──────── DOCUMENT SECTION ────────

# drilling repirator?



## martinlw2000

I need to drill some holes in an aluminum shower door jam during installation. Do I need to use a dust mask when drilling this type of material? Is a dust mask ever necessary when using a drill for general home improvement projects? Thanks.


----------



## majakdragon

I always wear a dust mask when drilling any material that causes dust to infiltrate the air. Drywall, plaster etc.


----------



## dougrus

Its cheap insurance...I try to always wear one...
Especially in older homes you never really know what you are drilling into. Aesbestos, lead from paint, just general silica dust...all of these things are not good to breathe.


----------



## martinlw2000

Anyone have an opinion about drilling into aluminum in particular? Are very fine particles of aluminum blown into the air where they could be inhaled? I don't see any aluminum "dust" in the air but that doesn't mean it isn't there.


----------



## Bonus

I don't think you're going to create dust fine enough to breathe. You're going to get shavings from Aluminum, not dust. Just keep your mouth shut while you're drilling. :laughing:


----------



## martinlw2000

I believe that when drilling aluminum at low speed, shavings are the result but at high speed a fine powder is probably produced. I was just sawing a piece of the aluminum with a hacksaw and both large shavings and a very fine powder were created. The sawing action isn't such that the powder is blown into the air but the action of a high speed drill bit is probably throwing that fine powder into the worker's face. I think I'll use lung protection in the future whenever I use a drill.


----------



## LanterDan

I would no concerns at all with drilling into aluminum without a dusk mask. If you get anything other than shavings your are doing someting wrong. Any concerns at all, which would be very little, would come from droplets of cutting fluid, not the aluminum. But that is more a long term thing, for machinists who are using the stuff all day, every day. And only being a couple of holes in a bathroom, you probably don't even need cutting fluid.

I used to do occasional machining in my old job, mostly aluminum and stainless. We never used duskmasks, or where under any impression that we should, for anything other than certain plastics.


----------



## megawatt

WOW some men are not men. I think I will wear a respirator everytime I go outside too just to be safe. I don't think I am coming back to this site -- too many pansies and dorks here Good bye!


----------



## jproffer

> I believe that when drilling aluminum at low speed, shavings are the result but at high speed a fine powder is probably produced.


Actually you'll just get shavings....faster. 




> WOW some men are not men. I think I will wear a respirator everytime I go outside too just to be safe. I don't think I am coming back to this site -- too many pansies and dorks here Good bye!

──────── SUPPLIED RECORDS ────────

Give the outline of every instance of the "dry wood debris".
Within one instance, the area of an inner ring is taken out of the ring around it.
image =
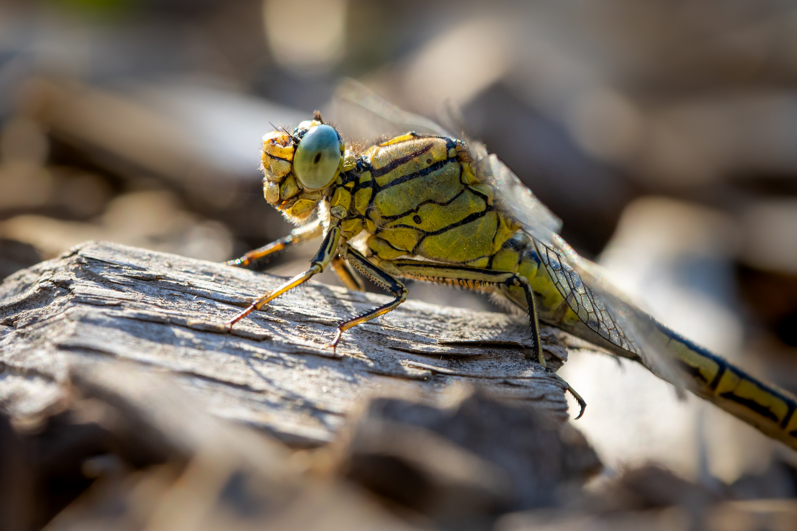
[[[564,385],[524,358],[522,318],[407,302],[326,348],[345,316],[379,295],[309,283],[237,324],[222,323],[281,279],[108,243],[79,245],[0,288],[0,396],[12,416],[57,402],[69,367],[100,359],[171,373],[213,413],[292,446],[331,440],[374,393],[434,399],[484,388],[567,416]],[[544,328],[549,366],[568,338]]]

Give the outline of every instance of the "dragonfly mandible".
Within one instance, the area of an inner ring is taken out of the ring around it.
[[[494,154],[463,135],[402,111],[355,82],[337,100],[392,132],[347,148],[320,113],[263,139],[266,201],[299,227],[229,261],[246,266],[286,246],[323,237],[310,267],[227,322],[260,310],[332,265],[350,289],[360,278],[393,299],[337,326],[352,326],[406,299],[402,279],[486,291],[528,312],[532,357],[544,366],[540,322],[638,361],[768,436],[797,449],[797,397],[746,373],[637,308],[558,234],[559,220]],[[567,385],[582,406],[584,402]]]

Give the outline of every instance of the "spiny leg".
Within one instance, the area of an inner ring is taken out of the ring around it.
[[[559,375],[556,374],[556,373],[554,373],[553,374],[557,378],[559,378],[559,380],[561,380],[563,384],[564,384],[565,385],[567,386],[567,392],[569,392],[570,394],[573,395],[573,398],[575,398],[575,401],[579,403],[579,407],[581,408],[581,411],[579,412],[579,416],[577,417],[575,417],[575,419],[573,419],[573,420],[578,420],[579,419],[580,419],[582,417],[582,416],[583,416],[584,410],[587,409],[587,400],[585,400],[583,398],[582,398],[581,395],[579,395],[578,392],[575,392],[575,389],[574,389],[572,388],[572,386],[570,384],[567,383],[567,380],[565,380],[564,378],[563,378]]]
[[[493,271],[481,267],[459,266],[449,264],[435,264],[414,260],[382,260],[380,265],[398,276],[437,282],[477,290],[483,287],[521,287],[526,295],[528,306],[528,326],[534,344],[534,353],[537,361],[545,366],[542,343],[540,341],[540,320],[537,306],[534,301],[534,292],[524,277],[512,271]]]
[[[333,225],[329,228],[327,232],[327,235],[324,237],[324,242],[321,244],[321,248],[318,250],[316,254],[315,258],[310,260],[310,268],[308,269],[304,273],[296,275],[292,279],[285,283],[276,290],[270,293],[267,293],[257,300],[252,303],[248,308],[241,311],[240,314],[234,317],[230,321],[227,321],[224,324],[230,326],[230,330],[233,330],[233,325],[240,321],[241,318],[249,315],[253,310],[260,310],[264,306],[268,304],[269,302],[277,299],[285,291],[303,284],[304,283],[309,280],[314,275],[317,275],[324,271],[324,268],[327,267],[338,247],[338,240],[340,240],[340,226],[338,225]]]
[[[380,268],[369,262],[365,256],[353,248],[347,245],[345,248],[345,252],[347,260],[355,269],[363,275],[363,276],[370,279],[379,287],[382,287],[390,292],[395,299],[387,304],[383,304],[378,308],[374,308],[373,310],[365,312],[362,315],[351,319],[347,319],[339,324],[338,330],[335,334],[335,338],[331,343],[331,346],[333,349],[337,346],[338,342],[340,341],[340,336],[343,335],[344,332],[362,322],[370,321],[379,317],[379,315],[384,315],[406,300],[406,295],[408,293],[404,284],[402,284],[397,279],[394,278],[393,275],[382,271]]]
[[[337,273],[338,278],[344,283],[344,285],[350,290],[355,291],[365,291],[365,284],[363,279],[357,275],[357,271],[351,268],[351,266],[340,256],[340,253],[332,259],[330,263],[332,269]]]
[[[235,260],[225,262],[227,265],[243,267],[251,264],[256,260],[262,260],[270,254],[282,251],[289,245],[303,244],[305,241],[314,240],[324,234],[324,227],[320,220],[316,220],[312,223],[301,227],[296,227],[291,231],[291,233],[284,238],[280,238],[277,241],[273,241],[267,245],[249,251],[243,256]]]

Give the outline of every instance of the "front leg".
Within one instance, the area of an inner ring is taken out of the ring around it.
[[[240,321],[244,317],[249,315],[253,310],[260,310],[264,306],[268,304],[269,302],[277,299],[283,293],[288,290],[292,289],[296,286],[304,283],[309,280],[314,275],[317,275],[324,271],[324,268],[327,267],[329,261],[335,256],[336,252],[338,248],[338,240],[340,240],[340,224],[335,224],[329,228],[327,231],[327,235],[324,237],[324,242],[321,244],[321,248],[318,250],[316,254],[315,258],[310,260],[310,268],[308,269],[304,273],[296,275],[292,279],[282,284],[276,290],[270,293],[267,293],[255,302],[252,303],[248,308],[244,310],[242,312],[234,317],[230,321],[226,322],[224,324],[230,326],[230,330],[233,330],[233,325]]]
[[[291,233],[284,238],[280,238],[277,241],[273,241],[267,245],[249,251],[243,256],[225,262],[227,265],[237,267],[245,267],[257,260],[261,260],[270,254],[282,251],[289,245],[303,244],[305,241],[319,237],[324,233],[324,227],[320,220],[316,220],[312,223],[301,227],[296,227],[291,231]]]

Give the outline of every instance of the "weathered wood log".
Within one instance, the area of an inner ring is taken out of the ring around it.
[[[346,316],[385,297],[308,283],[222,323],[281,277],[108,243],[86,243],[0,285],[0,398],[14,417],[56,404],[76,363],[171,373],[211,412],[295,447],[329,441],[359,400],[434,400],[456,385],[532,404],[563,421],[565,385],[528,361],[522,318],[408,301],[326,346]],[[549,367],[577,341],[543,328]]]

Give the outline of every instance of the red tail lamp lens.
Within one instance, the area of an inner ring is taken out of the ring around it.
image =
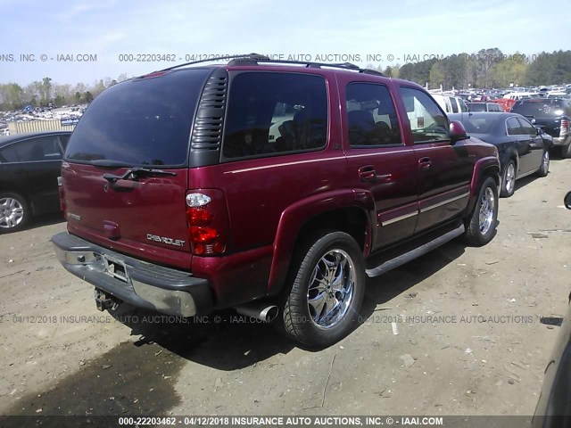
[[[190,239],[193,243],[210,243],[218,236],[218,231],[213,227],[201,227],[193,226],[190,227]]]
[[[205,208],[189,208],[186,214],[188,222],[193,226],[207,226],[212,220],[212,214]]]

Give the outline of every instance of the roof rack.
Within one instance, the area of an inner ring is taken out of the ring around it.
[[[258,65],[260,62],[271,62],[276,64],[300,64],[300,65],[305,65],[305,67],[311,68],[311,69],[320,69],[323,67],[330,67],[330,68],[335,68],[335,69],[343,69],[343,70],[358,71],[363,74],[385,76],[383,73],[376,70],[361,69],[358,65],[352,64],[351,62],[328,64],[327,62],[305,62],[305,61],[272,60],[267,55],[262,55],[260,54],[253,54],[253,53],[244,54],[240,55],[219,56],[216,58],[209,58],[209,59],[200,60],[200,61],[193,61],[191,62],[185,62],[182,64],[174,65],[172,67],[169,67],[168,69],[163,69],[161,71],[169,71],[170,70],[179,69],[181,67],[186,67],[187,65],[199,64],[203,62],[211,62],[213,61],[221,61],[221,60],[229,60],[228,65]]]

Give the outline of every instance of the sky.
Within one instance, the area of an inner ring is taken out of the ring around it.
[[[59,84],[91,84],[252,52],[276,59],[385,67],[482,48],[519,52],[532,59],[542,51],[571,49],[568,0],[553,0],[542,9],[538,4],[532,0],[0,0],[0,83],[27,85],[49,77]],[[166,55],[171,61],[161,62]]]

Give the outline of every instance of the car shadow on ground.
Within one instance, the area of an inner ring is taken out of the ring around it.
[[[458,259],[465,244],[458,240],[377,278],[368,279],[360,318],[363,321],[382,305]],[[112,315],[139,336],[135,346],[158,344],[179,357],[219,370],[251,366],[300,346],[277,330],[232,309],[190,318],[169,317],[123,303]],[[359,326],[357,326],[359,328]]]

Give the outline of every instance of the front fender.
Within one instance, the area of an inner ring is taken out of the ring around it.
[[[470,197],[468,205],[468,212],[472,212],[476,201],[480,193],[480,183],[484,176],[492,177],[500,185],[500,160],[496,156],[486,156],[476,161],[474,173],[470,182]]]
[[[362,200],[362,196],[360,198]],[[305,224],[317,216],[350,207],[358,207],[368,211],[358,201],[352,189],[342,189],[314,194],[296,202],[282,213],[273,243],[273,257],[268,281],[268,294],[278,293],[287,276],[299,234]],[[367,212],[370,222],[370,213]],[[370,230],[370,224],[368,225]]]

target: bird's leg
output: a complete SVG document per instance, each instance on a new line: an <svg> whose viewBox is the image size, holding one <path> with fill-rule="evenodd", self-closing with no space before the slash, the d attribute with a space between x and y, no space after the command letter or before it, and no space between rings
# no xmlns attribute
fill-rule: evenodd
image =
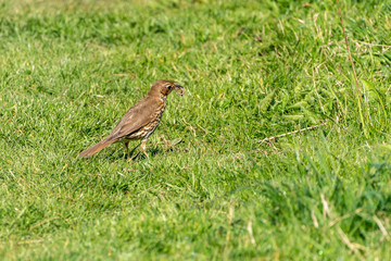
<svg viewBox="0 0 391 261"><path fill-rule="evenodd" d="M147 151L146 151L146 147L147 147L147 139L141 140L141 150L147 156L147 158L149 158L149 156L147 154Z"/></svg>

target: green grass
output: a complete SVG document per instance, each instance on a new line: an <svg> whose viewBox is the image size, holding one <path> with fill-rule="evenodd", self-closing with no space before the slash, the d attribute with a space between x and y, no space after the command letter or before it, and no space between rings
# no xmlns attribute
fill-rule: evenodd
<svg viewBox="0 0 391 261"><path fill-rule="evenodd" d="M341 2L358 98L303 3L1 1L0 259L391 259L391 4ZM149 160L76 158L160 78Z"/></svg>

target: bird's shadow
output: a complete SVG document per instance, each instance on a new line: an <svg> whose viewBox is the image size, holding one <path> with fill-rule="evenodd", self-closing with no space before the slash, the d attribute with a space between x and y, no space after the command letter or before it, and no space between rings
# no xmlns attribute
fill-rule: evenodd
<svg viewBox="0 0 391 261"><path fill-rule="evenodd" d="M161 149L157 146L151 149L147 149L147 153L150 158L163 153L164 151L164 149ZM169 151L169 149L167 151ZM148 160L147 156L140 150L140 145L137 145L133 149L130 149L129 153L127 153L126 151L124 151L124 153L118 153L117 150L114 150L106 157L106 159L125 159L127 161L143 161L146 159Z"/></svg>

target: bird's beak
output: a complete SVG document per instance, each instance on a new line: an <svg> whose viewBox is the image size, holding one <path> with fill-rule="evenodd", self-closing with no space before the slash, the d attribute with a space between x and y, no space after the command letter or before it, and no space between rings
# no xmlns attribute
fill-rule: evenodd
<svg viewBox="0 0 391 261"><path fill-rule="evenodd" d="M176 90L176 92L177 92L178 95L180 95L180 96L182 96L184 92L185 92L184 87L180 86L180 85L175 85L175 90Z"/></svg>

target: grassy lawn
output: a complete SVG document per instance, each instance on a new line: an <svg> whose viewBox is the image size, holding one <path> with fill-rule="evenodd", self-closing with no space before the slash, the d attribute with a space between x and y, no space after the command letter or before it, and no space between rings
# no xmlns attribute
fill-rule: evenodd
<svg viewBox="0 0 391 261"><path fill-rule="evenodd" d="M0 260L390 260L387 2L0 1Z"/></svg>

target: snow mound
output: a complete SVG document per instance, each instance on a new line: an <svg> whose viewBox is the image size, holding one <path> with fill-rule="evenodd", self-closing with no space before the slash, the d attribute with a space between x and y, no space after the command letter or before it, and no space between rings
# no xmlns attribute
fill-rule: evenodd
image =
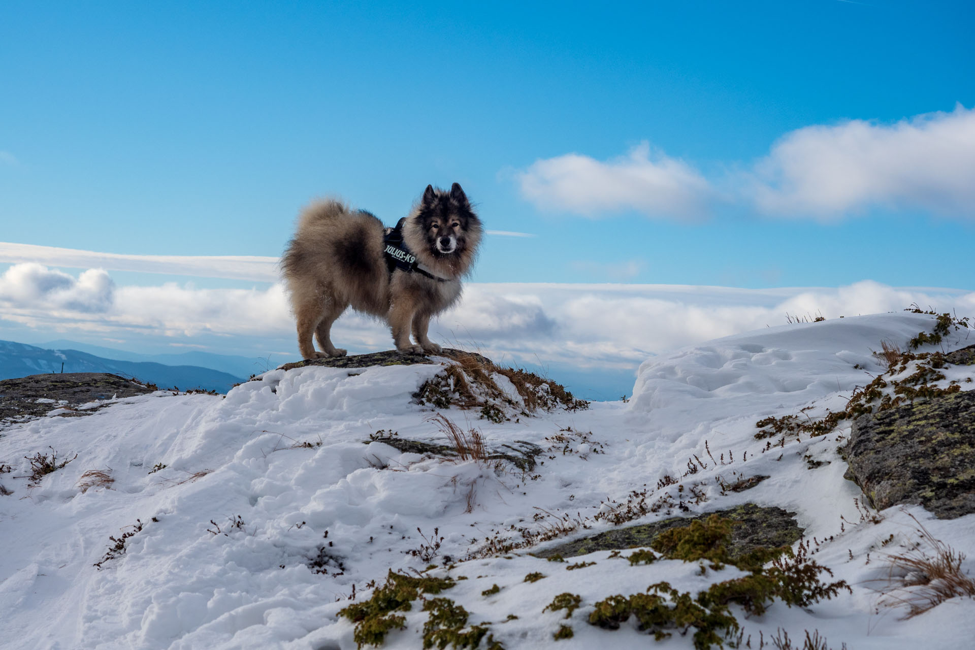
<svg viewBox="0 0 975 650"><path fill-rule="evenodd" d="M574 636L557 647L645 647L651 639L632 621L616 631L589 626L593 603L660 581L695 593L741 571L630 566L606 552L566 570L527 554L525 540L605 530L612 523L601 514L625 515L627 504L644 513L635 522L647 522L756 503L796 513L815 559L854 589L805 609L776 602L748 620L739 610L753 647L777 628L794 639L818 630L836 648L967 647L975 601L901 621L877 613L869 581L883 577L883 553L915 543L909 516L968 555L975 516L943 521L918 507L865 516L837 453L848 427L783 447L754 438L765 416L841 407L884 369L872 354L881 340L904 347L931 325L926 315L884 314L722 338L645 363L627 404L502 422L416 403L413 394L443 369L434 363L275 370L225 399L157 392L84 418L11 427L0 432L0 463L13 470L0 474L13 491L0 496L0 638L22 648L344 650L356 646L353 626L337 612L353 593L368 596L389 569L432 563L454 565L433 575L466 578L448 594L472 624L490 622L506 648L555 644L560 625ZM949 379L965 376L954 372ZM490 445L546 452L525 471L379 441L449 444L436 412ZM49 446L58 458L78 455L37 480L20 478L30 469L24 457ZM91 470L114 482L83 491ZM769 478L727 489L760 475ZM492 554L486 544L511 552ZM531 573L545 577L526 582ZM543 611L566 592L582 603L568 619ZM405 616L407 630L391 631L387 647L420 647L427 614L414 606ZM662 647L692 641L675 633Z"/></svg>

────────

REQUIRED TASKS >>
1: Answer these questions about the dust mask thread, using only what it states.
(a) What tool was martinlw2000 using when both large shavings and a very fine powder were created?
(b) According to LanterDan, any small concern would come from droplets of what, rather than from the aluminum?
(c) Which two materials does majakdragon name as examples?
2: Pick up the forum thread on dust masks for drilling aluminum right after its last line, and continue it.

TASK-BY-TASK ANSWERS >>
1:
(a) A hacksaw.
(b) Cutting fluid.
(c) Drywall and plaster.

2:
Well I know I, for one, will be sad to see you go....don't let the door hit ya where the good Lord split ya.:thumbsup:


----------



## Gerry Kiernan

I don't think you need to worry too much about drilling aluminum at low speed, with regard to wearing a respirator,but I would advise you too wear eye protection as the shavings can be pretty rough on your eyes.

Gerry


----------



## quicklearner

By now your shower is installed, but just in case someone looks at this again I'll throw in what I know. As stated before drilling a few holes in aluminum won't produce enough nusiance dust to be a health concern. However drilling into drywall, fiberglass, and unknown material may pose a respiratory hazard. The "dust masks" sold at retail stores may be _labelled _for carpentry, lawn care, and even paint, but only the ones marked "N95" on the mask itself have been tested for integrity. As a respiratory protection manager I have yet to find a mask that has only one rubber band to go around your head to be certified safe for dust and airborne particulates. Even an N95 mask won't protect you from vapors created by paint, cleaning liquids, etc. though. For that another type of respirator is needed.


----------



## quicklearner

*respiratory protection*




quicklearner said:


> By now your shower is installed, but just in case someone looks at this again I'll throw in what I know. As stated before drilling a few holes in aluminum won't produce enough nusiance dust to be a health concern. However drilling into drywall, fiberglass, and unknown material may pose a respiratory hazard. The "dust masks" sold at retail stores may be _labelled _for carpentry, lawn care, and even paint, but only the ones marked "N95" on the mask itself have been tested for integrity. As a respiratory protection manager I have yet to find a mask that has only one rubber band to go around your head to be certified safe for dust and airborne particulates. Even an N95 mask won't protect you from vapors created by paint, cleaning liquids, etc. though. For that another type of respirator is needed.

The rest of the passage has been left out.